═════ Records for the task

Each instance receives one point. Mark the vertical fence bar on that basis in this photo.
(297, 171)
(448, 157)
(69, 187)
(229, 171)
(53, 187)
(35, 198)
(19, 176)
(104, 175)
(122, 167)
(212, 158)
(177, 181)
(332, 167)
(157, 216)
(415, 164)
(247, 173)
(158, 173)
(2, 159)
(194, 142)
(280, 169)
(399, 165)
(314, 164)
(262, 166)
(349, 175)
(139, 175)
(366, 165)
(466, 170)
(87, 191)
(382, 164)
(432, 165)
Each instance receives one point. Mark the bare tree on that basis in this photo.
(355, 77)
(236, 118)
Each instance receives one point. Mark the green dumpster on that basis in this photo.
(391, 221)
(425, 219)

══════════

Set task: Reproduce the listing from the line containing "Each instance receives one point. Mark the bare" through the end of the listing, inclusive, substituting "waste bin" for "dumpster" and leaving all else unchanged.

The response:
Each instance receives one point. Mark the bare tree on that basis in this photo.
(355, 77)
(236, 118)
Each instance receives one point. Mark the green waste bin on that basis in this photo.
(391, 221)
(425, 219)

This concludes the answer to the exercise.